— Start of Items —

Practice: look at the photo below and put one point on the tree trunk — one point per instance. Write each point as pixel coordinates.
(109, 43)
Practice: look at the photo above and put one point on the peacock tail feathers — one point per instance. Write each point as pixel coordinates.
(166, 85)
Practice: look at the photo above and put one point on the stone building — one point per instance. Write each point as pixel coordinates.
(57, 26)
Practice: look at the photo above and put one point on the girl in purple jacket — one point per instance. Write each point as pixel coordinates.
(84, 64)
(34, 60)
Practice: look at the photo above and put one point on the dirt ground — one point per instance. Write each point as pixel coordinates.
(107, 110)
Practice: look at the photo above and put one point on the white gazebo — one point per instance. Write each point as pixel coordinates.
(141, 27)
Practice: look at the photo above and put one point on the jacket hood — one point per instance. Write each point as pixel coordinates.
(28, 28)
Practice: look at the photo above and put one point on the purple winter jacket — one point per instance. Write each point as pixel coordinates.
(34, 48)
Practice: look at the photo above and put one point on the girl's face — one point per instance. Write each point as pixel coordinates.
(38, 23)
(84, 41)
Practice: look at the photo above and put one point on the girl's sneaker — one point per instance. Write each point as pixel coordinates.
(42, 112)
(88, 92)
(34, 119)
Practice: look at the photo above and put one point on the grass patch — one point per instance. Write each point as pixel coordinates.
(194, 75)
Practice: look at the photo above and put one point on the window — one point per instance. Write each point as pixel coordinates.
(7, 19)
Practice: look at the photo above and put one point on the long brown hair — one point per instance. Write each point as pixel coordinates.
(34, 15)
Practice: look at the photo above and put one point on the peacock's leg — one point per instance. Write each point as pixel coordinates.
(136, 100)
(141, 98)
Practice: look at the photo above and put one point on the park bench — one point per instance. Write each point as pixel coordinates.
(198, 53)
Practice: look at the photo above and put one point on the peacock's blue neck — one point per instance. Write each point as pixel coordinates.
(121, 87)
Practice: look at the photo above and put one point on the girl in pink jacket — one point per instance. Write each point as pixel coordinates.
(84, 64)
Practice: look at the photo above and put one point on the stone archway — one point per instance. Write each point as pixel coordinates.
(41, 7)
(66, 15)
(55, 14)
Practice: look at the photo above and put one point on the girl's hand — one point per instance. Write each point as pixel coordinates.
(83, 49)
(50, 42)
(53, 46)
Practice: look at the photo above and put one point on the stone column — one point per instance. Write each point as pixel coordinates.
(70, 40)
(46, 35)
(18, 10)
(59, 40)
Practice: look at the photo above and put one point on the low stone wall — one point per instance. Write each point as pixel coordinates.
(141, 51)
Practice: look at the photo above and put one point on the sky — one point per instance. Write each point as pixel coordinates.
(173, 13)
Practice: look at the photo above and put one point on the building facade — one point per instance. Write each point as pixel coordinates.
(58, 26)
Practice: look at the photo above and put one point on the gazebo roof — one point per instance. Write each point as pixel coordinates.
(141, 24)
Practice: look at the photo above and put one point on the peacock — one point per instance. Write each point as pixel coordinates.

— End of Items —

**Your goal**
Take the material above and return all of it exactly.

**Task result**
Practice: look at the photo below and put one point on the tree trunk — one point per instance. Write each point as pixel coordinates.
(109, 43)
Practice: look at the photo above and put one point on the peacock tail feathers — one point per instance. Write each point as pixel coordinates.
(166, 85)
Practice: look at the photo above and put one point on the stone building — one point per instance. Write each point as pixel coordinates.
(57, 26)
Practice: look at the photo above and put one point on the girl in purple jacket — one point per instance. Write each point as pixel coordinates.
(84, 64)
(34, 60)
Practice: look at the photo above and put one point on the dirt ground — one point per instance. Write each point as pixel coordinates.
(107, 110)
Practice: look at the photo above and put one point on the white gazebo — one point per instance. Write each point as pixel coordinates.
(141, 27)
Practice: look at the photo above and put one point on the jacket hood — one point per instance. Write each point as pixel coordinates.
(28, 28)
Practice: look at the photo above and put one point on the purple winter jacket — one point per instance. Write each point as pixel coordinates.
(34, 48)
Practice: look at the photo above and put one point on the girl's face — one point per instance. Write each point as pixel coordinates.
(38, 23)
(84, 41)
Practice: look at the photo above and put one point on the girl's sneaker — one point per instance. Write each point as pixel coordinates.
(42, 112)
(88, 92)
(34, 119)
Practice: look at the photo above and put one point on the grass patch — one point per instance. Write each point as pixel coordinates.
(194, 75)
Practice: look at the photo above and put one point on the window — one point per instance. Write each point as pixel coordinates.
(7, 19)
Practice: look at the photo above and put one point on the long brown hair — one point per instance. Write each point as pixel coordinates.
(34, 15)
Practice: look at the photo above and put one point on the peacock's leg — one point per instance. Write each point as pixel coordinates.
(136, 100)
(141, 98)
Practice: look at the photo above and put one point on the park bench — one point per instance. Write each point as pixel coordinates.
(198, 53)
Practice: look at the photo above and put one point on the peacock's blue neck — one point per instance. Write each point as pixel coordinates.
(121, 87)
Practice: look at the photo above and put one point on the girl in pink jacket — one point per instance. Write each point as pixel coordinates.
(84, 64)
Practice: look at the photo above and put one point on the stone archway — one point per instance. Write each point as pixel coordinates.
(41, 7)
(66, 15)
(55, 14)
Practice: look at the photo above and put one point on the girl's hand — one point per instance. Write each point as pixel coordinates.
(83, 49)
(50, 42)
(53, 46)
Practice: look at the photo above and put one point on the stone column — one point per instance. Write each point as pixel coordinates.
(70, 40)
(46, 35)
(18, 10)
(59, 40)
Practice: look at the photo above and put one point on the low stone wall — one point per instance. Write each point as pixel coordinates.
(141, 51)
Practice: look at the photo above and put one point on the sky — one point per instance. Write each point as pixel coordinates.
(173, 13)
Practice: look at the photo above and put one point on the building facade — one point per instance. Write each point as pixel coordinates.
(58, 26)
Practice: look at the photo above and put one point on the gazebo roof — one point per instance. Write each point as pixel coordinates.
(141, 24)
Practice: look at the photo above and put one point on the peacock — one point per instance. Write each point as pixel coordinates.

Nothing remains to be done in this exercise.